## EXERCISE PROMPT
Each line below needs to be repeated precisely as it is.

## EXERCISE DATA
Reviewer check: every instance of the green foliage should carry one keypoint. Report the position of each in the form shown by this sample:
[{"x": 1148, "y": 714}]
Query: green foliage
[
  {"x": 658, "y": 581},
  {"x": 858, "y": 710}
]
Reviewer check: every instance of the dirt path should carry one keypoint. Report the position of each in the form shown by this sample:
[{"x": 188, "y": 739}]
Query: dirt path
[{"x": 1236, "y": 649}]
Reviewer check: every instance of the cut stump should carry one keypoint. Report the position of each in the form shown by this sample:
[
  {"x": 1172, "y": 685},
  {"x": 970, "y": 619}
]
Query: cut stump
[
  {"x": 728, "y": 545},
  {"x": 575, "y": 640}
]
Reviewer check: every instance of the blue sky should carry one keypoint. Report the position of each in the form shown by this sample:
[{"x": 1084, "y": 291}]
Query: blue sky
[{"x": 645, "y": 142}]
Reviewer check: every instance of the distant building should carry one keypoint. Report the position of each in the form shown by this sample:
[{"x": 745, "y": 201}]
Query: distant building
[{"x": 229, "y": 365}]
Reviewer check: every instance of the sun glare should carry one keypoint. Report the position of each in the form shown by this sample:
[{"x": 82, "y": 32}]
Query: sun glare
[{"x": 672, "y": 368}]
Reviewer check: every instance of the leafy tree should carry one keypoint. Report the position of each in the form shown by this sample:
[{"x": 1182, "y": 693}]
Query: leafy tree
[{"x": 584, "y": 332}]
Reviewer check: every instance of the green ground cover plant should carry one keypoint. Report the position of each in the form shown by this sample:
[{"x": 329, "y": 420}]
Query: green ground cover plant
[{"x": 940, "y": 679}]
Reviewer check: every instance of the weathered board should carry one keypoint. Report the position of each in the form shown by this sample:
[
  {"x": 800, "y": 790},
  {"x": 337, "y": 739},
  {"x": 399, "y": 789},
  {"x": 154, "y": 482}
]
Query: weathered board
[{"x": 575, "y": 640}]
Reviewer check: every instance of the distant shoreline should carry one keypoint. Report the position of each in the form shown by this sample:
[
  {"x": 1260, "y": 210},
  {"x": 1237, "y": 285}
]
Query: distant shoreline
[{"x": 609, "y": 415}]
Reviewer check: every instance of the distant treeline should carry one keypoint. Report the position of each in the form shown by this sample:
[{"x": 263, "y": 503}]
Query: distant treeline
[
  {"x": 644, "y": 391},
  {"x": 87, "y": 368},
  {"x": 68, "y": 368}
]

## EXERCISE OUTPUT
Reviewer check: every instance of the green foliage should carry one keypoint. Report the position of each in the form shown by this sample:
[{"x": 1148, "y": 714}]
Query: green foliage
[
  {"x": 658, "y": 581},
  {"x": 858, "y": 710}
]
Reviewer check: every instance of the dirt path should carry one keypoint. Report the position of each in the form shown by this sample:
[{"x": 188, "y": 739}]
Query: dirt path
[{"x": 1236, "y": 649}]
Reviewer check: every instance of the cut stump should carry one keypoint. Report the position of each in the form shown by this sample:
[
  {"x": 1172, "y": 685},
  {"x": 970, "y": 619}
]
Query: cut stump
[
  {"x": 728, "y": 545},
  {"x": 575, "y": 640}
]
Reviewer check: every instance of the blue sky should carry one keypoint. Report the position of each in the form shown by this sample:
[{"x": 1084, "y": 291}]
Query: blue sky
[{"x": 645, "y": 142}]
Reviewer check: every instance of the distant building should carry one keypoint. Report the position of each in the form shown by this sample:
[{"x": 745, "y": 201}]
Query: distant building
[{"x": 229, "y": 365}]
Reviewer check: every instance of the sun glare should carry one keypoint. Report the position of each in the form shown by this sample:
[{"x": 82, "y": 32}]
Query: sun glare
[{"x": 672, "y": 368}]
Reviewer check: every instance of the leafy tree should carry one keypoint. Report the position of each in the form shown by this sample:
[{"x": 1182, "y": 693}]
Query: leafy tree
[{"x": 584, "y": 332}]
Reviewer check: every instance of the green ground cover plant should carry one keypoint. Report the position of each in the form shown by this sample:
[{"x": 329, "y": 420}]
Query: green ground cover plant
[{"x": 940, "y": 679}]
Reviewer check: every instance of the weathered board should carry one keypoint. Report the position of each in the form shown by this sample:
[
  {"x": 800, "y": 790},
  {"x": 337, "y": 739},
  {"x": 399, "y": 789},
  {"x": 154, "y": 482}
]
Query: weathered board
[{"x": 575, "y": 640}]
Reviewer check: every instance of the distant shoreline should carry one keypoint. Report the position of each in the form shown by this sample:
[
  {"x": 1260, "y": 210},
  {"x": 1237, "y": 285}
]
Query: distant shoreline
[{"x": 609, "y": 415}]
Reviewer check: every instance of the distant treeline should carry one keypoint. Report the position of each in the form shown by this sample:
[{"x": 263, "y": 503}]
Query: distant treeline
[
  {"x": 644, "y": 391},
  {"x": 87, "y": 368},
  {"x": 68, "y": 368}
]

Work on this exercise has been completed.